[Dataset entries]
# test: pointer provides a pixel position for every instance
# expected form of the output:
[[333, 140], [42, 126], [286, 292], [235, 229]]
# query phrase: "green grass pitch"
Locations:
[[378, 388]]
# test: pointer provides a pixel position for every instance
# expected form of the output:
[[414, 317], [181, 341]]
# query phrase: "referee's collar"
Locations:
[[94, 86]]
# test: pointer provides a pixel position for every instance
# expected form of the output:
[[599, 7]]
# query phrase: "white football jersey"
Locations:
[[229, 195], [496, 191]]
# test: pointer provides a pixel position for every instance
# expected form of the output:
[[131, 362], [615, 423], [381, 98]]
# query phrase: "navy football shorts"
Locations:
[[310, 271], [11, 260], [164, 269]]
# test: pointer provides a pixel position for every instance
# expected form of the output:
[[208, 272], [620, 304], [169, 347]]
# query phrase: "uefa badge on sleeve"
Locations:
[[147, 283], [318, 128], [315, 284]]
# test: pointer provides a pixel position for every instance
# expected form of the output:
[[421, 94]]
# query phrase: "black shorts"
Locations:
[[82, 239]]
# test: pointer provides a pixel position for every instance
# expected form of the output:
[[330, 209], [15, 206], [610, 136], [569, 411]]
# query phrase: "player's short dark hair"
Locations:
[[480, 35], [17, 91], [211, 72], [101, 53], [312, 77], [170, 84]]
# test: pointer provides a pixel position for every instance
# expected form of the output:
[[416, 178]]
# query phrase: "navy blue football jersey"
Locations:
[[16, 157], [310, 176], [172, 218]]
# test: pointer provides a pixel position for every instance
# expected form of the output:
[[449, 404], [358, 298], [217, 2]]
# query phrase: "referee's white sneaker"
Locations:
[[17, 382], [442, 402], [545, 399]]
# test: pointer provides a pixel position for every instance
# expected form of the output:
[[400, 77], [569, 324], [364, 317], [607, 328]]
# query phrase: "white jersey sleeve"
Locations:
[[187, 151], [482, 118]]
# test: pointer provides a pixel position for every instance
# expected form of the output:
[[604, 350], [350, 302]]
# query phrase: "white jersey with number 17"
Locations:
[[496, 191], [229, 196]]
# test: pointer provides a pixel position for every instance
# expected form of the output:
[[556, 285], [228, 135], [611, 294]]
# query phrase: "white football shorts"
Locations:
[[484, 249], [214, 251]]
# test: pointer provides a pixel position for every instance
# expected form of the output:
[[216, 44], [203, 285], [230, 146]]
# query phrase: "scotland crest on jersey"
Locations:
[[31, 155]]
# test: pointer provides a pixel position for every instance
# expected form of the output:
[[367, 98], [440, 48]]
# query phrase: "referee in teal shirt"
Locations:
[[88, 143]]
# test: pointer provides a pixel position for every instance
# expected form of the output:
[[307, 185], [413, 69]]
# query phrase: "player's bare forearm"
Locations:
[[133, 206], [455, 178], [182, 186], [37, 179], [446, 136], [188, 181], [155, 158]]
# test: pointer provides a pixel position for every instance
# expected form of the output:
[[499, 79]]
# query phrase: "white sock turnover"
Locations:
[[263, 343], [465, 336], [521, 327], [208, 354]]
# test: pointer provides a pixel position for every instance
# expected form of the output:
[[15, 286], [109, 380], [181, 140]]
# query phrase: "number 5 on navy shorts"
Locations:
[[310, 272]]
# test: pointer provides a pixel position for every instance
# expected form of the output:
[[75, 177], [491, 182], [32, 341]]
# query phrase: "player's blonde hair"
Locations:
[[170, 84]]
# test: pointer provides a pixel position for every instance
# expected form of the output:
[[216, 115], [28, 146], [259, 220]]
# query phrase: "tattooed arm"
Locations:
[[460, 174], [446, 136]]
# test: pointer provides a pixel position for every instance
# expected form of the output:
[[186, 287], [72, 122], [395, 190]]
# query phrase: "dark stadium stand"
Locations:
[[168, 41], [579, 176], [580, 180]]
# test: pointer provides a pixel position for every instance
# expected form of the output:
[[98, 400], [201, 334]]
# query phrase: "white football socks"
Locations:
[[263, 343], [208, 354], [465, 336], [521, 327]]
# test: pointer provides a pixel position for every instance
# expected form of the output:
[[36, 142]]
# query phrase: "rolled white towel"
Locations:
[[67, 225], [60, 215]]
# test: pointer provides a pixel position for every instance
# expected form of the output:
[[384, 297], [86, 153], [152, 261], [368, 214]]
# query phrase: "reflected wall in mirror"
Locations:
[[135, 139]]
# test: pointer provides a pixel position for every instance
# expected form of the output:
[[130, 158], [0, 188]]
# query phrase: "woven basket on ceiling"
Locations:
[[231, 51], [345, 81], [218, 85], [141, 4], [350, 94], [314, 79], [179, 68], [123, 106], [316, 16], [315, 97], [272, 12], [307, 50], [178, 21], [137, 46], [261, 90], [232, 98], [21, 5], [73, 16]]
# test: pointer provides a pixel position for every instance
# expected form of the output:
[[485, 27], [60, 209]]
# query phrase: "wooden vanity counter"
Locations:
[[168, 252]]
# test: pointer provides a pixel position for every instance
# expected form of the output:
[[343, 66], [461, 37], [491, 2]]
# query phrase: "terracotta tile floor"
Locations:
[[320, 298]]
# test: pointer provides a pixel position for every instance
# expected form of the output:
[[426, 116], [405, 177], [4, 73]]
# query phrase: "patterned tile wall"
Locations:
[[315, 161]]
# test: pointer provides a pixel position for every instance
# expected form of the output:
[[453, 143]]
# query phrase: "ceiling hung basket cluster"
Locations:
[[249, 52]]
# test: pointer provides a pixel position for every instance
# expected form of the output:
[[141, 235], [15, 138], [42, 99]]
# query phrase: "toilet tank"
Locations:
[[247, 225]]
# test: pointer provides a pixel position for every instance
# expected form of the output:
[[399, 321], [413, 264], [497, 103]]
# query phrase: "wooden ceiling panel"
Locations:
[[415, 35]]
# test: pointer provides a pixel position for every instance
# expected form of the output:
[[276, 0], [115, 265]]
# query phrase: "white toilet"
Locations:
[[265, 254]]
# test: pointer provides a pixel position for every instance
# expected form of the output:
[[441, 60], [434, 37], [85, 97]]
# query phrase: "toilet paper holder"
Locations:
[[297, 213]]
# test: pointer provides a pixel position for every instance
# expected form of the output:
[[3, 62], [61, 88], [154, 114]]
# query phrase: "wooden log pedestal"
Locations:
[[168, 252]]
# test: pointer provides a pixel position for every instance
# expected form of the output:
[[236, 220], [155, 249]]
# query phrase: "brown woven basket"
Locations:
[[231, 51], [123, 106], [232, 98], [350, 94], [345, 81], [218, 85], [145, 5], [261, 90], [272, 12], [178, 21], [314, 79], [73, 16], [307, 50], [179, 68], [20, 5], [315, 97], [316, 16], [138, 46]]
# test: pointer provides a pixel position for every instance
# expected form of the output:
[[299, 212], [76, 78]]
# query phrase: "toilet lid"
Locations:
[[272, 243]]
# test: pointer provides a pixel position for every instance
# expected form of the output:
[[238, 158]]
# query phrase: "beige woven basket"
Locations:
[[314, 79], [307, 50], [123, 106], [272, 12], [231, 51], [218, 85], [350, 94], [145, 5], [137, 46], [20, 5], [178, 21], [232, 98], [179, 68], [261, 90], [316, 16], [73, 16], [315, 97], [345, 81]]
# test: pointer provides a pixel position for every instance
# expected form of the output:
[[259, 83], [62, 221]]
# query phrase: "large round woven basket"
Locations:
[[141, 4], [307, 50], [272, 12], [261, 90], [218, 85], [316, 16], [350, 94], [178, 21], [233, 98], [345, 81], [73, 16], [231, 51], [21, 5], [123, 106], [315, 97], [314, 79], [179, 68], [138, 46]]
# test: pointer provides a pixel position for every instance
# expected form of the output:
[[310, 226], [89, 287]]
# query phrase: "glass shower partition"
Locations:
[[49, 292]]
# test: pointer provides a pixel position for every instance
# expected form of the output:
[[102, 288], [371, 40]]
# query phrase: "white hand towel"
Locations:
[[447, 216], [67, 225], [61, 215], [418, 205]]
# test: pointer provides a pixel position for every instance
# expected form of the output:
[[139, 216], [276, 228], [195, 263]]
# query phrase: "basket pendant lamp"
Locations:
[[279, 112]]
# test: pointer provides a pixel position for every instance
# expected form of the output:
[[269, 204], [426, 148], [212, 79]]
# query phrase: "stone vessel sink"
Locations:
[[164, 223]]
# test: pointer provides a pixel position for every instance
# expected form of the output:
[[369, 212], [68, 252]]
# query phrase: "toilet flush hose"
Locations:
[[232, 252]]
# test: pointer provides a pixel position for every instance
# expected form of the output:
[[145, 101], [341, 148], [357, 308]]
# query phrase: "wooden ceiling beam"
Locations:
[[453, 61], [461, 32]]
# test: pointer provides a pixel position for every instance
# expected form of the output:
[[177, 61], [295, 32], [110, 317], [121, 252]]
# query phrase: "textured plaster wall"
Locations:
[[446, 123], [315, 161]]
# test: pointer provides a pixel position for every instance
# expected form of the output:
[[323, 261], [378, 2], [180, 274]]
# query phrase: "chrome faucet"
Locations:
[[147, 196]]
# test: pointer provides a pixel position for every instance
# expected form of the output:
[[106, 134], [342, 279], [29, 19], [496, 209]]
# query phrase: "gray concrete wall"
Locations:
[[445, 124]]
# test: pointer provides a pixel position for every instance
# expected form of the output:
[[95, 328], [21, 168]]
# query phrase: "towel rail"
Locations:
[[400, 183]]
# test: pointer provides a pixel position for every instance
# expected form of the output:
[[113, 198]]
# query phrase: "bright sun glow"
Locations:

GIVEN TASK
From the listing above, copy out each line that contains the word "towel".

EXPECTED ANSWER
# query phrase: "rolled white towel"
# query phrase: "white hand towel"
# query phrase: "towel rail"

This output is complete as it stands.